## Liste des tâches
#1 D'après le passage sur Sylla, par quelles portes ses légions entrèrent-elles dans Rome ?
#2 Reproduisez à l'identique le passage sur Sylla, en commençant à "Il ne put l'admettre" et en terminant à "elles qu'il partit.".

## Passage fourni
- - -

Il ne put l'admettre et persuada ses troupes, soit six légions ou 35 000 hommes de marcher sur Rome, sacrilège inouï. Jamais une armée de Romains n'était rentrée dans la Ville , malgré un lourd passé de violence, pour soutenir la cause de quelqu'un. Pour la première fois, l'armée intervenait dans des dissensions civiles (T. Mommsen). La ville fut prise après de durs combats, ses légions entrèrent dans son enceinte par les portes Colline et Esquiline, Marius et ses partisans durent s'enfuir. Sylla allait donc pouvoir affronter l'ennemi du peuple romain : Mithridate, qui avait réussi à liguer contre Rome tous les rois de la partie orientale du monde connu. Comme il commandait les légions de Campanie durant la guerre des alliés, ce sont ces troupes qui rentrèrent dans Rome et c'est avec elles qu'il partit.

- - -

## Extraits de données
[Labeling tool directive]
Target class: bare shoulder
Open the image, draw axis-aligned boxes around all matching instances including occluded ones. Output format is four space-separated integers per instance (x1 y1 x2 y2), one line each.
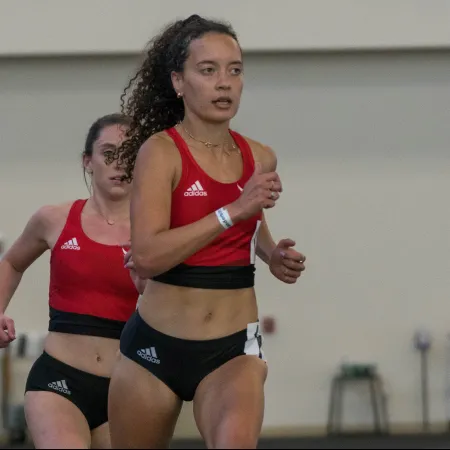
135 131 181 185
30 200 74 234
239 136 277 172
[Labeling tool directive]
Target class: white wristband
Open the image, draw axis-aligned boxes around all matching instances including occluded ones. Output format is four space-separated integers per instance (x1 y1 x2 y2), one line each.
216 208 233 230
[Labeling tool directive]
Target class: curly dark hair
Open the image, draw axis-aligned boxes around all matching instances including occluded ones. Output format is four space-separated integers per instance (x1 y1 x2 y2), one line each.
107 14 238 182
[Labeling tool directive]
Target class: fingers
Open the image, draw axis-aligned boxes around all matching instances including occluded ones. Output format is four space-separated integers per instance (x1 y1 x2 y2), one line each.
5 318 16 341
278 248 306 263
283 259 305 272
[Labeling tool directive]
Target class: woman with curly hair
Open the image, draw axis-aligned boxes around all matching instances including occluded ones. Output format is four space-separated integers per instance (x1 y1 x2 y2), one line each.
0 114 143 448
109 15 305 448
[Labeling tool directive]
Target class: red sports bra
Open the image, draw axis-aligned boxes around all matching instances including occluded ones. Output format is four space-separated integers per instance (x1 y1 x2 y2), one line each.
49 200 139 339
153 128 262 289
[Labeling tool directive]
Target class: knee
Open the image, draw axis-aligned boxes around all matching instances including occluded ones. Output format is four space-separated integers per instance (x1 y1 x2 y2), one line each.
212 422 259 449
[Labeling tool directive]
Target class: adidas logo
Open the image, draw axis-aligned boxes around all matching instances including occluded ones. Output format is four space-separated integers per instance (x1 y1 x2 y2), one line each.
137 347 161 364
61 238 81 250
184 181 208 197
48 380 71 395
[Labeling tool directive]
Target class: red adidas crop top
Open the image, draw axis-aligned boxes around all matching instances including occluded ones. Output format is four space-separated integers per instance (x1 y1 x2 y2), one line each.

- - -

## Réponses aux tâches
#1 Par les portes Colline et Esquiline.

#2
Il ne put l'admettre et persuada ses troupes, soit six légions ou 35 000 hommes de marcher sur Rome, sacrilège inouï. Jamais une armée de Romains n'était rentrée dans la Ville , malgré un lourd passé de violence, pour soutenir la cause de quelqu'un. Pour la première fois, l'armée intervenait dans des dissensions civiles (T. Mommsen). La ville fut prise après de durs combats, ses légions entrèrent dans son enceinte par les portes Colline et Esquiline, Marius et ses partisans durent s'enfuir. Sylla allait donc pouvoir affronter l'ennemi du peuple romain : Mithridate, qui avait réussi à liguer contre Rome tous les rois de la partie orientale du monde connu. Comme il commandait les légions de Campanie durant la guerre des alliés, ce sont ces troupes qui rentrèrent dans Rome et c'est avec elles qu'il partit.